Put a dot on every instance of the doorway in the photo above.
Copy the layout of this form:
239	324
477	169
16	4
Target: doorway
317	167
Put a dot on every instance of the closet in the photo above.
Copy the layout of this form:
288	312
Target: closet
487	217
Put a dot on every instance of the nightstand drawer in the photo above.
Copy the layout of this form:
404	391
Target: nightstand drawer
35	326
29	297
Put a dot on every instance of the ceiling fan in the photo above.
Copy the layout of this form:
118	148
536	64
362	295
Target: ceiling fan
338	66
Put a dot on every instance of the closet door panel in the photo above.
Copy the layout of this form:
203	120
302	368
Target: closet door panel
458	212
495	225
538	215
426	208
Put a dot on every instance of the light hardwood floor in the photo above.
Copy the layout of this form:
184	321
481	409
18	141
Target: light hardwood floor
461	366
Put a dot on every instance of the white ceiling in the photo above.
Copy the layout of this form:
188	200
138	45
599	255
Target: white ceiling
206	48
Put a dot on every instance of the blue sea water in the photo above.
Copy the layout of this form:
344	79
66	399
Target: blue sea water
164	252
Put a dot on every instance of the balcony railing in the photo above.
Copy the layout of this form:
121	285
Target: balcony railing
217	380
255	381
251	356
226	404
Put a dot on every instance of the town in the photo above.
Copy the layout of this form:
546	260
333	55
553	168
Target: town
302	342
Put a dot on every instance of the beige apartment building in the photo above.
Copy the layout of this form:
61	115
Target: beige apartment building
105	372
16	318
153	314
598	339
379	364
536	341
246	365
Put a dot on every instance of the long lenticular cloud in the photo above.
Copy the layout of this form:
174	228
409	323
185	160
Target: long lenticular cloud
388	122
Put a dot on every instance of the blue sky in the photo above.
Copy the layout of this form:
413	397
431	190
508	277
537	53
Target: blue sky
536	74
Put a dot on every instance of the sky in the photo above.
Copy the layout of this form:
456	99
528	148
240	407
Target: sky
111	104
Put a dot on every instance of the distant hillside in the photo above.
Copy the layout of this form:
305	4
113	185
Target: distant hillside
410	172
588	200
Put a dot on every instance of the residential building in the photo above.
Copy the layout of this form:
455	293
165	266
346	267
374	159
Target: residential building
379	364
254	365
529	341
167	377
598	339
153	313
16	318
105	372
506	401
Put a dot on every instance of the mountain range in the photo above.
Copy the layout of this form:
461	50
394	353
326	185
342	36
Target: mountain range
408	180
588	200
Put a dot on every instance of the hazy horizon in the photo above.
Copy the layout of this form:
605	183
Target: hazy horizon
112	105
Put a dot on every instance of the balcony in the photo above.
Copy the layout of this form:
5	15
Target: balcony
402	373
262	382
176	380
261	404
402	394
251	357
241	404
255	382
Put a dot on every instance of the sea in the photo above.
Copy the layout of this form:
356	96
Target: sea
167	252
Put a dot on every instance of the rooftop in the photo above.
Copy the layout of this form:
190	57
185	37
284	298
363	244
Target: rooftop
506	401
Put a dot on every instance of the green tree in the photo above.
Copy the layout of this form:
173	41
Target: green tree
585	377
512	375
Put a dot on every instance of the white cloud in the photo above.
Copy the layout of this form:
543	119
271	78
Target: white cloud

____

> **EXERCISE**: Express the lines above as a JSON list of strings, with one string for each line and blank lines omitted.

> **WRITTEN RESPONSE**:
[
  "Put a dot on every instance of the doorway in the photo above.",
  "Copy the layout of this form:",
  "239\t324",
  "477\t169",
  "16\t4",
  "Target: doorway",
  "317\t167",
  "Put a dot on every instance of the closet in the photo above.",
  "Copy the layout of this form:",
  "288\t312",
  "Target: closet",
  "487\t217",
  "Put a dot on every instance of the nightstand drawer in the photo above.",
  "Copy the layout of this form:",
  "404\t391",
  "Target: nightstand drawer",
  "35\t326",
  "29\t297",
  "Put a dot on every instance of the ceiling fan in the photo above.",
  "Copy the layout of this form:",
  "118\t148",
  "536\t64",
  "362\t295",
  "Target: ceiling fan",
  "338\t66",
  "Put a dot on every instance of the closet door panel in the photo above.",
  "Copy the layout of this form:",
  "203\t120",
  "302\t368",
  "Target: closet door panel",
  "458\t212",
  "495\t225",
  "538\t215",
  "426\t208",
  "Put a dot on every instance of the light hardwood floor in the photo above.",
  "Copy the layout of this form:",
  "184\t321",
  "481\t409",
  "18\t141",
  "Target: light hardwood floor",
  "461\t366",
  "Put a dot on every instance of the white ceiling in the photo above.",
  "Copy the layout of this form:",
  "188\t200",
  "138\t45",
  "599\t255",
  "Target: white ceiling",
  "206\t48",
  "Put a dot on every instance of the blue sea water in the photo above.",
  "Copy the layout of this form:",
  "344\t79",
  "66\t399",
  "Target: blue sea water",
  "164\t252",
  "Put a dot on every instance of the balcony railing in the photo above.",
  "Copy the layout of this form:",
  "121\t285",
  "Target: balcony railing",
  "217\t380",
  "255\t381",
  "251\t356",
  "226\t404",
  "Put a dot on every instance of the town in the photo above.",
  "Copy the layout of this form:",
  "546\t260",
  "333\t55",
  "553\t168",
  "Target: town",
  "302\t342",
  "Put a dot on every instance of the beige apartment building in the photo above.",
  "Copy the layout of this form:",
  "61\t115",
  "Target: beige apartment building",
  "105\t372",
  "16\t318",
  "153\t314",
  "598\t339",
  "379\t364",
  "536\t341",
  "246\t365",
  "Put a dot on every instance of the long lenticular cloud in the photo above.",
  "Copy the layout of this form:",
  "174\t228",
  "409\t323",
  "185\t160",
  "Target: long lenticular cloud",
  "388\t122",
  "Put a dot on every instance of the blue sky in the photo above.",
  "Copy the layout of this form:",
  "413\t397",
  "431\t190",
  "508\t277",
  "537\t53",
  "Target: blue sky",
  "536\t74",
  "Put a dot on every instance of the sky in the photo above.",
  "Copy the layout of this form:",
  "456\t99",
  "528\t148",
  "240\t407",
  "Target: sky",
  "111\t104",
  "Put a dot on every instance of the distant hillside in the photo above.",
  "Copy the layout of this form:",
  "305\t4",
  "113\t185",
  "Target: distant hillside",
  "410\t172",
  "588\t200",
  "Put a dot on every instance of the residential building in the photo above.",
  "Copy the layout of this form:",
  "455\t293",
  "165\t266",
  "346\t267",
  "374\t159",
  "Target: residential building",
  "379\t364",
  "254\t365",
  "529\t341",
  "167\t377",
  "598\t339",
  "153\t313",
  "16\t318",
  "105\t372",
  "506\t401",
  "Put a dot on every instance of the mountain range in the photo above.",
  "Copy the layout of this form:",
  "461\t50",
  "394\t353",
  "326\t185",
  "342\t36",
  "Target: mountain range",
  "408\t180",
  "588\t200",
  "Put a dot on every instance of the hazy horizon in the photo above.",
  "Copy the layout of this form:",
  "605\t183",
  "Target: hazy horizon",
  "112\t105",
  "Put a dot on every instance of the balcony in the photo above.",
  "Copy the layout of this form:",
  "5\t15",
  "Target: balcony",
  "402\t373",
  "262\t382",
  "176\t380",
  "261\t404",
  "402\t394",
  "251\t357",
  "241\t404",
  "255\t382",
  "Put a dot on every instance of the sea in the photo above.",
  "Copy the layout of this form:",
  "356\t96",
  "Target: sea",
  "167\t252",
  "Put a dot on every instance of the rooftop in the photo above.",
  "Copy the layout of this form:",
  "190\t57",
  "185\t37",
  "284\t298",
  "363\t244",
  "Target: rooftop",
  "506\t401",
  "Put a dot on every instance of the green tree in the photo above.",
  "Copy the layout of this form:",
  "173\t41",
  "Target: green tree",
  "585\t377",
  "512\t375",
  "Put a dot on every instance of the white cloud in the photo above.",
  "Copy the layout of this form:",
  "543\t119",
  "271\t78",
  "Target: white cloud"
]